┌──

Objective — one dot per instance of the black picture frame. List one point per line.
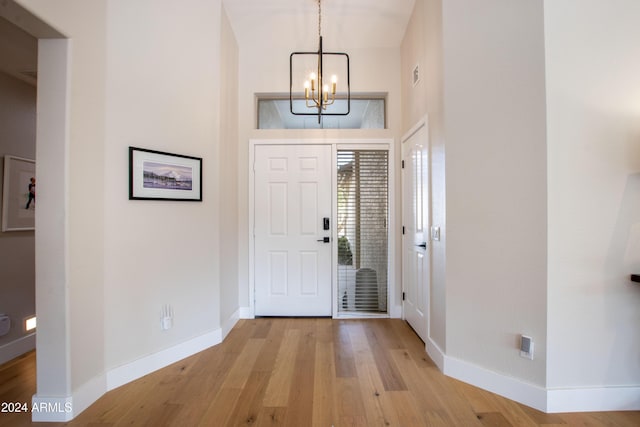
(158, 175)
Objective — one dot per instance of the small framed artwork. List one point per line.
(18, 194)
(156, 175)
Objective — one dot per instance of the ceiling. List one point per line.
(293, 24)
(19, 52)
(290, 24)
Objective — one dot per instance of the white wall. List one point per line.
(228, 247)
(162, 85)
(593, 119)
(146, 74)
(422, 46)
(494, 116)
(17, 248)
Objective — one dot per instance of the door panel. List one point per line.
(416, 219)
(292, 261)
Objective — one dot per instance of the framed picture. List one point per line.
(18, 194)
(155, 175)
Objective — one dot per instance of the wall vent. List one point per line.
(416, 74)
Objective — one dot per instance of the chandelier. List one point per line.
(318, 92)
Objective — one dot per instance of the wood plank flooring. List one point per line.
(302, 372)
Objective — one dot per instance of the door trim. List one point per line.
(355, 143)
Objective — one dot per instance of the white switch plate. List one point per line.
(435, 233)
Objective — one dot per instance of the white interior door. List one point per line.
(292, 247)
(416, 221)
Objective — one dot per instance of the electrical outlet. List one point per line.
(166, 317)
(526, 347)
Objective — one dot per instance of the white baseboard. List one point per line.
(509, 387)
(17, 348)
(230, 323)
(435, 353)
(51, 409)
(594, 399)
(62, 409)
(141, 367)
(246, 313)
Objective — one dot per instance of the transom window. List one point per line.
(366, 113)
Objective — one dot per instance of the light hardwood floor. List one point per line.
(302, 372)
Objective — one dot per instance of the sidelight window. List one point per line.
(362, 225)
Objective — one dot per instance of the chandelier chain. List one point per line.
(319, 19)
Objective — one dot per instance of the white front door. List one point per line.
(292, 247)
(416, 221)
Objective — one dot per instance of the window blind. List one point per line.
(363, 211)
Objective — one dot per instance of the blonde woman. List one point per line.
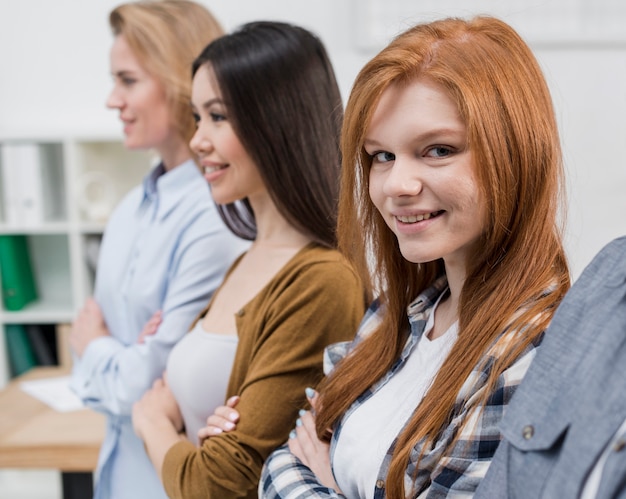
(165, 249)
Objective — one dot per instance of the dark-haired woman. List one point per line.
(269, 113)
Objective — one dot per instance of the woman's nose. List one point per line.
(200, 143)
(403, 179)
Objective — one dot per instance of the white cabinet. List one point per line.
(58, 192)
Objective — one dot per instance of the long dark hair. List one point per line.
(284, 104)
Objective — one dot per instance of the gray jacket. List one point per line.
(573, 398)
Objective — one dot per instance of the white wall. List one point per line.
(54, 76)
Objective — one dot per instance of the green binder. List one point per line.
(18, 282)
(20, 351)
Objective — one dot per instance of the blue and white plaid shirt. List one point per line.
(444, 471)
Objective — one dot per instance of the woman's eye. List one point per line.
(217, 117)
(384, 157)
(439, 152)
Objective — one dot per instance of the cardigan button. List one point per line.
(528, 431)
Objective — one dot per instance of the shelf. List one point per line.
(73, 182)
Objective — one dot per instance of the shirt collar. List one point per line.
(427, 298)
(167, 188)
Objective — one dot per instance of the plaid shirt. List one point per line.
(444, 471)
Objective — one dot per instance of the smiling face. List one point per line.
(141, 101)
(226, 164)
(422, 179)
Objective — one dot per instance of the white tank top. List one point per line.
(198, 370)
(370, 430)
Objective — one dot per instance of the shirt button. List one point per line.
(527, 432)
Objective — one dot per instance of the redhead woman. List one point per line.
(450, 189)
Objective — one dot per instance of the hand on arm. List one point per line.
(88, 326)
(306, 446)
(151, 326)
(157, 421)
(223, 420)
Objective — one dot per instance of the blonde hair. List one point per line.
(166, 36)
(503, 99)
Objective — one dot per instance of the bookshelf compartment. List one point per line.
(105, 172)
(32, 179)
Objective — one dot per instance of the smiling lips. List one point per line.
(211, 169)
(411, 219)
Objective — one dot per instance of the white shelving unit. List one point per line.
(81, 179)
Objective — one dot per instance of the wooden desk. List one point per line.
(33, 435)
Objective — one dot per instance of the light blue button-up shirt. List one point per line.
(164, 248)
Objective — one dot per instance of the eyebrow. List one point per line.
(123, 72)
(206, 105)
(430, 135)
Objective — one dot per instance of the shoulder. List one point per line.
(322, 266)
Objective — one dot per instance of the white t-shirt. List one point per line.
(369, 431)
(198, 370)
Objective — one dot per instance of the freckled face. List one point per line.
(227, 165)
(422, 177)
(140, 99)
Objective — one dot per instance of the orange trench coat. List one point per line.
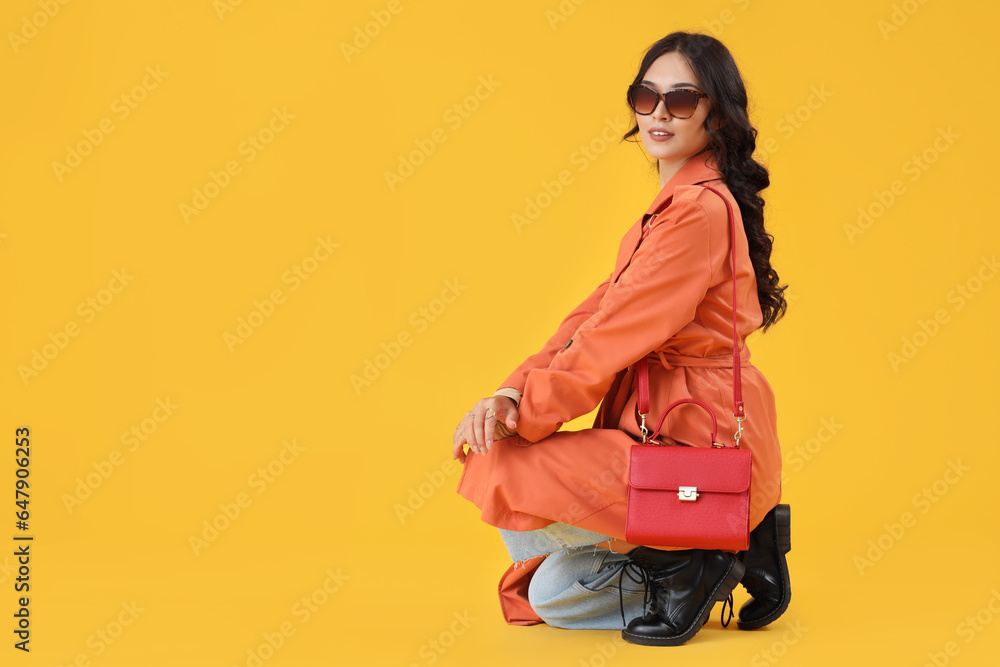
(669, 297)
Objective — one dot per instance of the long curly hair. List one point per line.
(732, 138)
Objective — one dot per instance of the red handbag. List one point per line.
(690, 497)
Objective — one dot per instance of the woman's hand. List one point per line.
(479, 431)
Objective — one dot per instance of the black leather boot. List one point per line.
(684, 586)
(766, 576)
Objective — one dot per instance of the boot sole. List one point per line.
(722, 590)
(783, 538)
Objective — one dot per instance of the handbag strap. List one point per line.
(642, 368)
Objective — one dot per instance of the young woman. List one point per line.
(559, 497)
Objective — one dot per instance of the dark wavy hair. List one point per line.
(732, 138)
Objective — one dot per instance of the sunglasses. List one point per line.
(680, 102)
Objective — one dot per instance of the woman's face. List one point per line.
(675, 139)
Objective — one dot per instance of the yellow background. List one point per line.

└──

Problem:
Since the pictures are not wanted, give the material again exactly without them.

Finished exercise:
Objective — one dot per instance of the black picture frame. List one point per line.
(158, 175)
Objective — one dot per instance of the small framed artwork. List one point per line.
(18, 194)
(156, 175)
Objective — one dot per instance of the ceiling. List one point per line.
(293, 24)
(19, 52)
(290, 24)
Objective — one dot per instance of the white wall. List one point per line.
(228, 247)
(162, 85)
(593, 119)
(146, 74)
(422, 46)
(494, 116)
(17, 248)
Objective — one dot per instance of the door panel. List one point per line.
(416, 219)
(292, 261)
Objective — one dot per instance of the framed picture. List one point per line.
(18, 194)
(155, 175)
Objective — one dot per instance of the wall vent. List one point per line.
(416, 74)
Objective — one dot per instance of the chandelier. List one point per line.
(318, 92)
Objective — one dot per instance of the wood plank flooring. List one point per line.
(302, 372)
Objective — one dot per instance of the door trim. List one point per line.
(355, 143)
Objective — one dot per instance of the white switch plate. List one point per line.
(435, 233)
Objective — one dot per instance of the white interior door. List one point per line.
(292, 247)
(416, 221)
Objective — one dot per instance of the electrical outlet. List one point per line.
(166, 317)
(526, 347)
Objective — one dot per instance of the white baseboard. List one point per line.
(509, 387)
(17, 348)
(230, 323)
(435, 353)
(51, 409)
(594, 399)
(62, 409)
(141, 367)
(246, 313)
Objective — one dot per instance of the transom window. List one point per line.
(366, 113)
Objective — one dot per instance of the light hardwood floor. List one point per line.
(302, 372)
Objective — one dot per instance of the sidelight window. List one point per line.
(362, 225)
Objective — one dot per instance of the chandelier chain. List one point per line.
(319, 19)
Objective — one dot per instance of the white front door. List one point per line.
(292, 247)
(416, 221)
Objective — one dot per instance of the window blind. List one point per line.
(363, 211)
Objective — one dot per instance of the blonde woman. List one point per line.
(165, 249)
Objective — one dot per instance of the dark-haired woman. List one point per line.
(269, 113)
Objective — one dot per instance of the woman's nose. List one point per line.
(200, 143)
(403, 179)
Objective — one dot per instance of the white cabinet. List one point per line.
(58, 192)
Objective — one dot per instance of the long dark hair. List one point per line.
(284, 104)
Objective — one dot per instance of the gray jacket. List one point per line.
(573, 398)
Objective — one dot per instance of the white wall. List one point per line.
(54, 76)
Objective — one dot per instance of the green binder. List one point per line.
(18, 282)
(20, 351)
Objective — one dot per instance of the blue and white plaid shirt. List one point per line.
(444, 471)
Objective — one dot per instance of the woman's eye. List one point per line.
(217, 117)
(384, 157)
(439, 152)
Objective — one dot per instance of the cardigan button. List one point per line.
(528, 431)
Objective — one dot per instance of the shelf. List one point per line.
(73, 182)
Objective — one dot per instance of the shirt collar. List one point per line.
(427, 298)
(167, 188)
Objective — one dot per instance of the plaid shirt. List one point per line.
(444, 471)
Objective — one dot per instance of the smiling face. List one point per line.
(141, 101)
(226, 164)
(422, 179)
Objective — one dot per instance of the white tank top. List one point per line.
(198, 370)
(370, 430)
Objective — one dot per instance of the shirt button. List one point per line.
(527, 432)
Objective — one dot per instance of the redhead woman. List one point per line.
(450, 189)
Objective — one dot per instance of the hand on arm. List one point per line.
(88, 326)
(306, 446)
(151, 326)
(157, 421)
(223, 420)
Objective — one dot per instance of the blonde hair. List one point per line.
(166, 36)
(503, 99)
Objective — one dot per instance of the bookshelf compartment. List one point per line.
(105, 172)
(32, 179)
Objective — one dot per instance of the smiling lips. List one point per line.
(211, 169)
(411, 219)
Objective — one dot per instance of the white shelving unit. List one point per line.
(81, 179)
Objective — one dot per instance of the wooden desk. List one point per line.
(33, 435)
Objective — one dot per instance of the light blue button-up shirt. List one point per line.
(164, 248)
Objective — one dot per instance of the eyebrow. List one point per line.
(123, 72)
(206, 105)
(430, 135)
Objective — one dot per instance of the shoulder. List one point per line.
(322, 266)
Objective — one dot per instance of the white t-shirt. List one point per line.
(369, 431)
(198, 370)
Objective — one dot per instance of the freckled face. List one point per line.
(227, 165)
(422, 177)
(140, 99)
Objective — one dot per instance of the orange trench coat. List one point per line.
(669, 297)
Objective — one dot per instance of the long curly hair. List one point per line.
(732, 138)
Objective — one dot per instance of the red handbag. List one point per line.
(690, 497)
Objective — one dot per instance of the woman's hand. List one point per line.
(479, 431)
Objective — one dot per instance of the black leather boot. List one point per line.
(684, 586)
(766, 576)
Objective — one dot per instance of the boot sole. List one point per line.
(722, 590)
(783, 538)
Objective — one dot per instance of the handbag strap. List one point per line.
(642, 368)
Objective — one dot per instance of the young woman. List one point per line.
(559, 497)
Objective — one dot per instance of the dark wavy hair. List one point per line.
(732, 138)
Objective — one dot per instance of the sunglasses. List one point per line.
(680, 102)
Objective — one dot per instance of the woman's face. List one point per line.
(675, 139)
Objective — one dot per instance of the yellow background. List one point per line.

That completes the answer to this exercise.